* **DIRECTIONS FOR THIS TASK**
Output as a JSON list of strings, one per line and skipping blank lines, only the entries beginning with the line containing "Locate the antler tine" and continuing through the line containing "[198,215,357,283]".
>> Start INPUT RECORDS
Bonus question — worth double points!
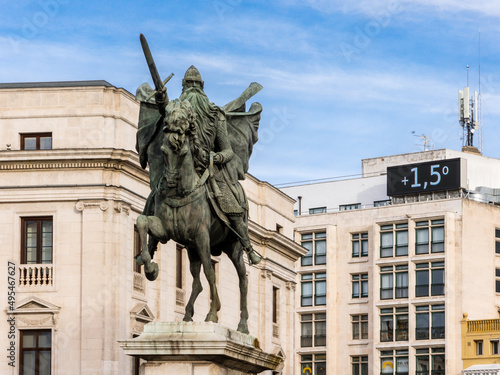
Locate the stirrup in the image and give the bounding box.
[245,248,262,265]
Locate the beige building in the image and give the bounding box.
[0,81,305,375]
[282,150,500,375]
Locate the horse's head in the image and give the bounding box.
[161,99,195,188]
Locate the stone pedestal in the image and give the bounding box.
[120,322,283,375]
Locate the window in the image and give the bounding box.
[20,329,52,375]
[300,313,326,348]
[490,340,500,355]
[415,305,445,340]
[495,228,500,254]
[273,286,280,323]
[309,207,326,215]
[351,315,368,340]
[380,307,408,342]
[301,232,326,266]
[415,262,444,297]
[373,199,391,207]
[175,244,184,289]
[415,348,445,375]
[380,223,408,258]
[300,353,326,375]
[351,233,368,258]
[415,219,444,254]
[495,268,500,293]
[21,133,52,150]
[339,203,361,211]
[351,273,368,298]
[380,349,408,375]
[380,264,408,299]
[351,356,368,375]
[21,217,52,264]
[301,272,326,306]
[474,340,483,355]
[132,225,142,273]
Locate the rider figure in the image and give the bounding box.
[180,66,261,264]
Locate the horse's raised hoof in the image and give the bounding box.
[237,322,250,335]
[205,313,219,323]
[135,255,144,267]
[144,263,160,281]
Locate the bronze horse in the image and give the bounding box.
[137,100,248,333]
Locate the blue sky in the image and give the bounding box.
[0,0,500,184]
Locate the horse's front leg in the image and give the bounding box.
[195,230,220,323]
[136,215,168,281]
[228,241,249,334]
[183,248,203,322]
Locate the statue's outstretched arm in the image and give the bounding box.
[214,113,234,164]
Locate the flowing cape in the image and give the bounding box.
[225,103,262,180]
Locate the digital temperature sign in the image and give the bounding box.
[387,158,467,197]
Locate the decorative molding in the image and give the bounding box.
[75,201,109,212]
[285,281,297,291]
[260,270,273,280]
[115,202,131,216]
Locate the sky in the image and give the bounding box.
[0,0,500,186]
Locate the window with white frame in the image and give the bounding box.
[415,262,445,297]
[380,223,408,258]
[415,305,445,340]
[415,219,444,254]
[351,232,368,258]
[301,232,326,267]
[301,272,326,306]
[380,264,408,299]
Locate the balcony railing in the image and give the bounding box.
[19,264,54,287]
[467,319,500,332]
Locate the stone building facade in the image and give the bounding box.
[0,81,305,375]
[282,150,500,375]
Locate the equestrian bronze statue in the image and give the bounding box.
[136,34,262,333]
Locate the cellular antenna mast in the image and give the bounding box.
[458,60,481,154]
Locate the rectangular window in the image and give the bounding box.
[351,356,368,375]
[373,199,391,207]
[415,262,445,297]
[301,272,326,306]
[490,340,500,355]
[21,217,52,264]
[415,305,445,340]
[474,340,483,355]
[309,207,326,215]
[351,273,368,298]
[495,228,500,254]
[273,286,280,323]
[380,223,408,258]
[339,203,361,211]
[380,307,408,342]
[380,349,409,375]
[415,219,444,254]
[20,133,52,150]
[351,315,368,340]
[19,329,52,375]
[301,232,326,267]
[132,225,142,273]
[175,244,184,289]
[300,313,326,348]
[351,233,368,258]
[300,353,326,375]
[380,265,408,299]
[495,268,500,293]
[415,347,445,375]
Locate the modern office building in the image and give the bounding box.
[281,149,500,375]
[0,81,306,375]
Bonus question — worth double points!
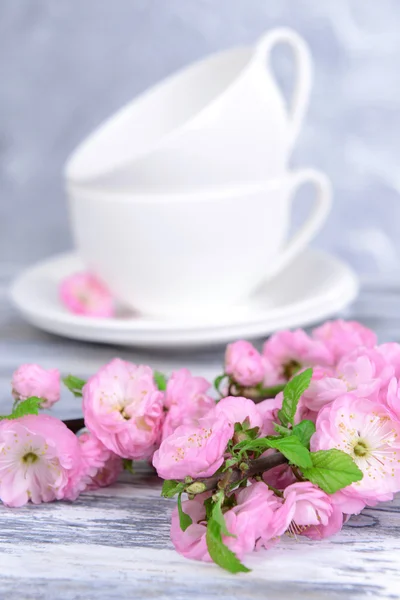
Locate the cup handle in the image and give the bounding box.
[255,28,313,147]
[268,169,332,276]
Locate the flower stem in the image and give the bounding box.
[185,452,288,495]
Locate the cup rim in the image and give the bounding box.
[64,45,256,185]
[65,177,294,204]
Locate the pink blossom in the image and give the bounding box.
[78,431,122,490]
[256,393,283,436]
[262,458,297,490]
[312,319,376,363]
[376,342,400,379]
[225,340,264,387]
[207,396,262,428]
[223,481,290,559]
[0,415,82,506]
[153,415,233,479]
[162,369,215,439]
[311,393,400,514]
[60,273,115,318]
[171,493,212,562]
[263,329,333,381]
[283,481,343,539]
[83,358,163,460]
[171,482,290,562]
[304,348,384,411]
[11,364,60,408]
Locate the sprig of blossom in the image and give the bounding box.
[0,324,400,573]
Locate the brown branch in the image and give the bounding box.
[63,419,85,433]
[185,452,288,495]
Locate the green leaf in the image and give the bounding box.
[206,515,250,573]
[278,369,312,427]
[178,492,193,531]
[233,437,271,454]
[303,448,363,494]
[274,423,292,437]
[63,375,86,398]
[268,435,313,469]
[204,498,214,521]
[257,383,285,400]
[292,419,315,448]
[161,479,185,498]
[5,396,43,419]
[153,371,168,392]
[214,373,228,396]
[212,494,236,537]
[122,458,135,475]
[222,458,238,472]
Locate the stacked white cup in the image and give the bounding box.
[65,29,331,318]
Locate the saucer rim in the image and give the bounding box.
[9,248,359,334]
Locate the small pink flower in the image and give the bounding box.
[304,354,384,411]
[171,482,290,562]
[312,319,376,363]
[11,364,60,408]
[376,342,400,379]
[263,329,333,382]
[311,393,400,514]
[383,377,400,422]
[78,431,122,490]
[207,396,262,428]
[171,493,212,562]
[256,393,283,436]
[225,340,264,387]
[223,481,290,559]
[283,481,343,539]
[83,358,164,460]
[0,415,82,506]
[162,369,215,439]
[153,416,233,479]
[60,273,115,318]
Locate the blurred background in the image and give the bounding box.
[0,0,400,279]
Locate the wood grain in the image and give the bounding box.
[0,270,400,600]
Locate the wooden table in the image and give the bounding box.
[0,273,400,600]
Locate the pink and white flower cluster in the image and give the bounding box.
[0,321,400,576]
[0,359,215,506]
[153,321,400,561]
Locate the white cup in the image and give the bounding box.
[65,29,312,191]
[69,169,331,318]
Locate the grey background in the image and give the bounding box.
[0,0,400,279]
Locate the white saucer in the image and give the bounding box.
[11,249,358,348]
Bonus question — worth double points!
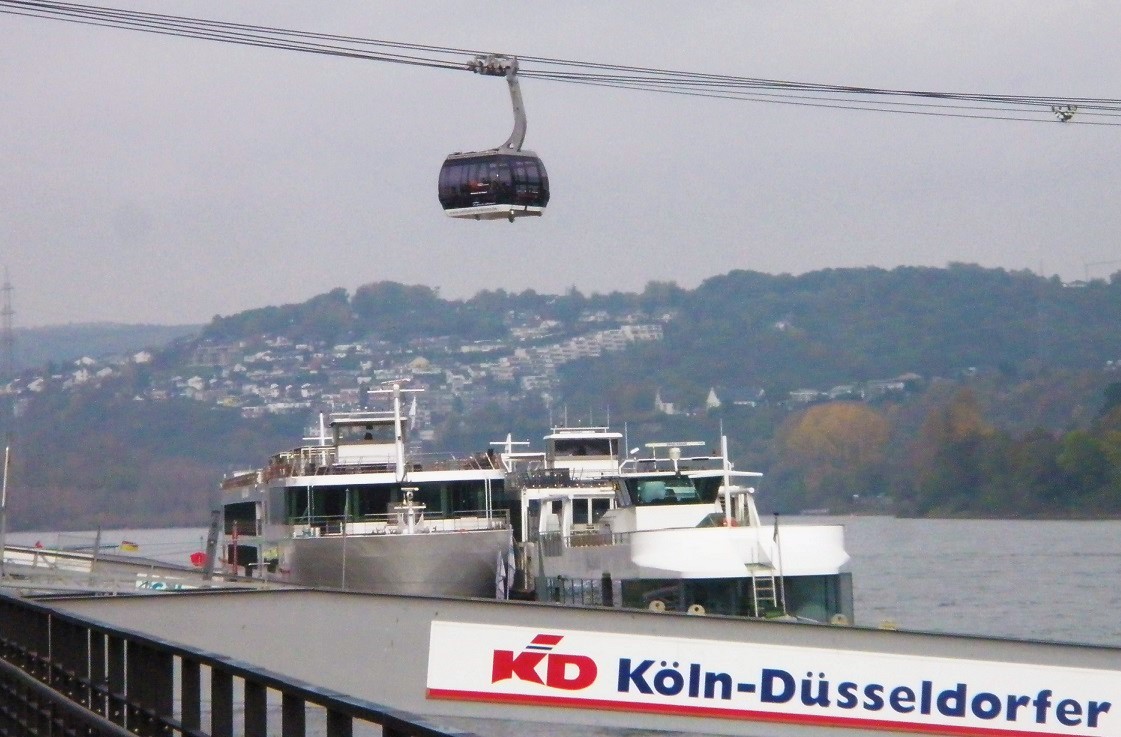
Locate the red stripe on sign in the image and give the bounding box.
[529,635,564,645]
[427,689,1080,737]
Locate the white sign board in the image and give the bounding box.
[427,621,1121,737]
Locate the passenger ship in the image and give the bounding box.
[503,429,853,624]
[222,385,512,597]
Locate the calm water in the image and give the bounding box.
[9,517,1121,737]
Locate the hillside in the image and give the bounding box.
[12,323,202,369]
[2,265,1121,526]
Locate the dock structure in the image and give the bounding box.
[0,593,477,737]
[19,590,1121,737]
[0,545,284,596]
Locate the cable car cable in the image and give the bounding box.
[0,0,1121,126]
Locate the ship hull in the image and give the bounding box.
[280,528,512,599]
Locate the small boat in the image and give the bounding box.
[222,384,512,598]
[503,429,853,624]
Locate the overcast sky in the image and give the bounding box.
[0,0,1121,326]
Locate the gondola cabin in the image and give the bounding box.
[439,148,549,222]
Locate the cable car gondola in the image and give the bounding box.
[438,56,549,222]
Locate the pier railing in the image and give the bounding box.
[0,593,477,737]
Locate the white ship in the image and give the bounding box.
[503,429,853,623]
[221,385,512,597]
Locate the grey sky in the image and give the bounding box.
[0,0,1121,326]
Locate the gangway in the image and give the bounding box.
[35,590,1121,737]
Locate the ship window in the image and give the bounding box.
[553,437,614,457]
[626,476,702,506]
[335,424,397,445]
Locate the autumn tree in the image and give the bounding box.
[778,402,891,508]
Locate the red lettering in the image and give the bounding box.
[538,654,596,691]
[491,650,545,685]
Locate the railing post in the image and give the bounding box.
[245,680,269,737]
[280,693,307,737]
[327,709,354,737]
[105,635,129,727]
[90,629,109,718]
[211,666,233,737]
[179,657,202,731]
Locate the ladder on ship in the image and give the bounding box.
[751,568,786,617]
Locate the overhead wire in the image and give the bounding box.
[0,0,1121,126]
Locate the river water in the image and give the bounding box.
[8,517,1121,737]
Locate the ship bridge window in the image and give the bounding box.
[626,476,705,506]
[553,437,617,458]
[335,424,397,444]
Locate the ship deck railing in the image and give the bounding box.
[538,515,758,558]
[247,445,502,482]
[289,509,510,537]
[506,469,614,489]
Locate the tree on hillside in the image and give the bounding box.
[778,402,891,508]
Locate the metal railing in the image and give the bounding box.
[0,593,477,737]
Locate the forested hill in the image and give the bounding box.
[654,265,1121,399]
[202,264,1121,388]
[0,265,1121,527]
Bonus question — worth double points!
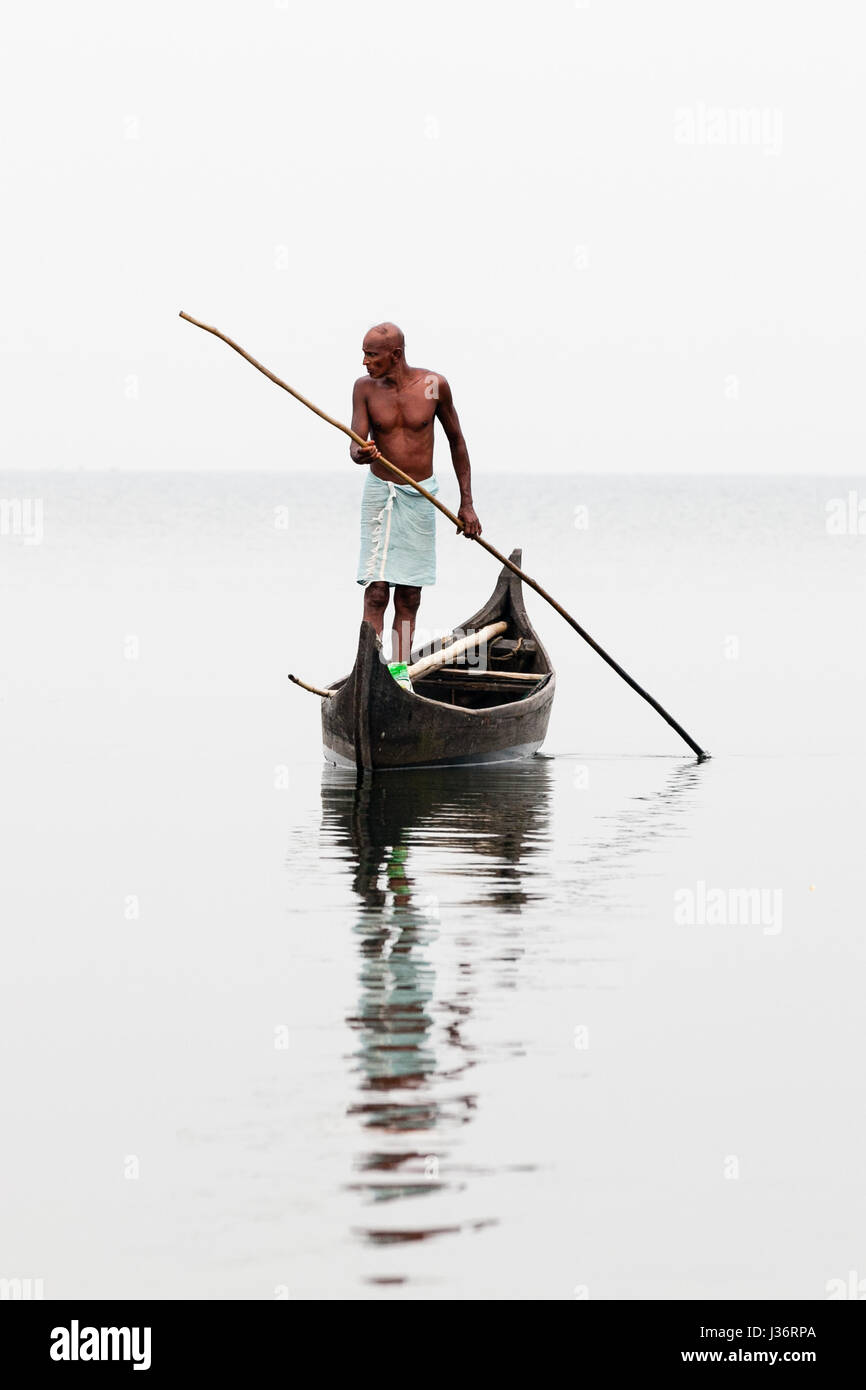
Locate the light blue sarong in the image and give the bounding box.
[357,471,439,588]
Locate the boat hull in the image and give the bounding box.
[321,550,556,771]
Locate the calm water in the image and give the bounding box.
[0,470,866,1300]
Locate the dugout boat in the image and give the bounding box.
[321,550,556,771]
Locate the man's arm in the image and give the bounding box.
[349,377,379,463]
[436,377,481,537]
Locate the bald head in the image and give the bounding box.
[363,324,409,381]
[364,324,406,352]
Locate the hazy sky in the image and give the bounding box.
[0,0,866,474]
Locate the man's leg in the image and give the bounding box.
[364,580,391,637]
[391,584,421,662]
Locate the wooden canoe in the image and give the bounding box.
[321,550,556,771]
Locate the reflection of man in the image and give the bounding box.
[349,324,481,662]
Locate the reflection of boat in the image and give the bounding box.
[321,759,550,1228]
[321,550,556,770]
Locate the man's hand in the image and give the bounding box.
[457,502,481,539]
[352,439,382,463]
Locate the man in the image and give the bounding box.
[349,324,481,662]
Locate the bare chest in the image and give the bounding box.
[367,377,436,434]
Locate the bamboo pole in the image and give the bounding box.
[406,623,509,681]
[181,310,710,763]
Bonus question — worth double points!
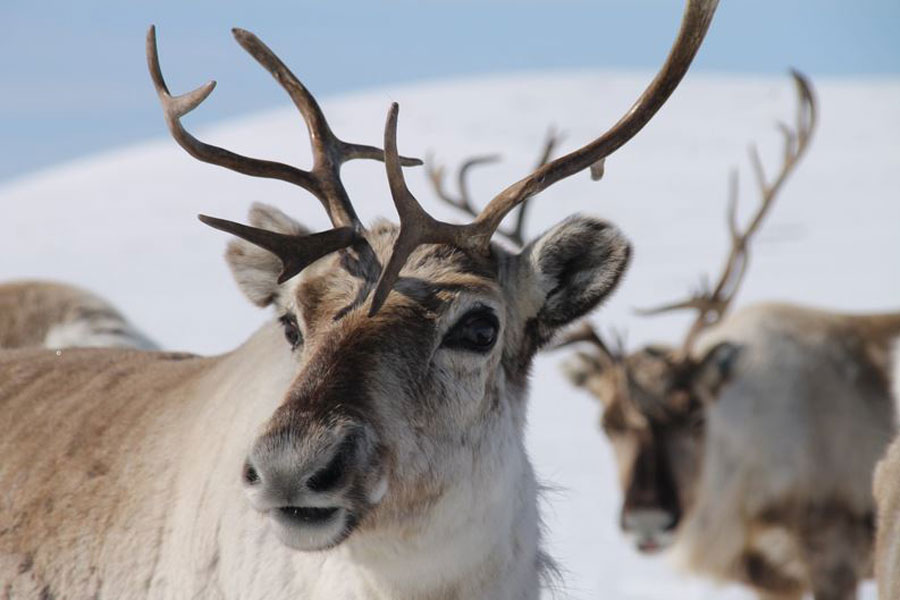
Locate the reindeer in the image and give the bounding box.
[560,72,900,600]
[0,0,716,599]
[0,281,157,350]
[874,432,900,600]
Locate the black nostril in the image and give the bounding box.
[244,462,259,485]
[306,436,356,493]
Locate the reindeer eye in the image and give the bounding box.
[278,314,303,350]
[441,308,500,353]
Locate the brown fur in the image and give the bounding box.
[874,437,900,600]
[0,281,153,349]
[570,304,900,600]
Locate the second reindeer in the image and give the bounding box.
[560,73,900,600]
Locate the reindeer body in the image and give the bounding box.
[0,0,717,600]
[0,228,546,600]
[874,408,900,600]
[0,281,156,350]
[567,304,900,600]
[673,304,900,598]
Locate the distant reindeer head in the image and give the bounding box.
[147,0,716,550]
[557,72,816,552]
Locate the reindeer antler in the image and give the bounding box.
[638,70,817,354]
[147,26,422,281]
[425,127,562,248]
[369,0,718,314]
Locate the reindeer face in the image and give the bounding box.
[566,343,738,553]
[228,205,628,550]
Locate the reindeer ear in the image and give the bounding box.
[519,215,631,345]
[225,202,309,306]
[694,342,743,399]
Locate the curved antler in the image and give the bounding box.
[638,70,818,355]
[146,25,422,283]
[147,25,422,229]
[369,0,718,314]
[425,127,562,248]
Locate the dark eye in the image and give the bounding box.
[441,308,500,353]
[278,314,303,350]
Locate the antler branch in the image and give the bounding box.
[369,0,718,314]
[425,127,562,248]
[638,70,818,353]
[147,26,422,229]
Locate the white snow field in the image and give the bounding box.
[0,71,900,599]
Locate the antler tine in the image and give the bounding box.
[476,0,718,245]
[425,154,500,217]
[147,25,315,205]
[147,26,421,228]
[550,320,612,355]
[369,0,718,315]
[231,27,422,226]
[639,70,818,355]
[369,102,472,316]
[425,127,562,248]
[198,215,357,283]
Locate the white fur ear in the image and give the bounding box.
[519,215,631,344]
[225,202,309,306]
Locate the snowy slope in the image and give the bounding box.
[0,72,900,598]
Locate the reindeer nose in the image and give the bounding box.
[242,427,362,511]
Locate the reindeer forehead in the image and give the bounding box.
[294,221,502,323]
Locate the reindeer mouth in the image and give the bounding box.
[277,506,340,525]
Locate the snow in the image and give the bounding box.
[0,71,900,599]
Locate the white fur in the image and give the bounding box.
[676,305,895,577]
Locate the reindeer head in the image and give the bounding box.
[557,72,816,552]
[564,332,740,553]
[147,0,715,550]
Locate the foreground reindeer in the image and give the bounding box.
[0,281,157,350]
[0,0,716,599]
[874,434,900,600]
[568,74,900,600]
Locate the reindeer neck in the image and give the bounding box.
[321,434,546,600]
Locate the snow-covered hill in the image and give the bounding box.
[0,72,900,599]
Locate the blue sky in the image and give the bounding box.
[0,0,900,182]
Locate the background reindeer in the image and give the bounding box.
[874,432,900,600]
[561,73,900,600]
[0,281,157,350]
[0,0,716,598]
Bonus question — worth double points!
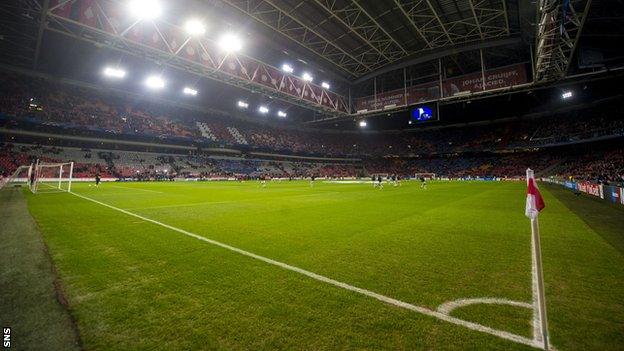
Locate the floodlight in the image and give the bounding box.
[145,76,165,89]
[184,87,197,96]
[282,63,295,73]
[128,0,162,19]
[219,33,243,52]
[184,19,206,35]
[104,67,126,79]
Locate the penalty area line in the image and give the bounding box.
>> End INPUT RECORDS
* **THE ANSWER**
[
  "Locate the antler tine in the image and give the bounding box.",
  "[476,0,718,245]",
  "[425,154,500,217]",
  "[147,25,315,205]",
  "[147,26,421,228]",
  "[550,320,612,355]",
  "[369,0,718,315]",
  "[231,27,422,226]",
  "[639,70,818,355]",
  "[369,102,472,316]",
  "[425,127,562,248]",
  "[198,215,357,283]"
]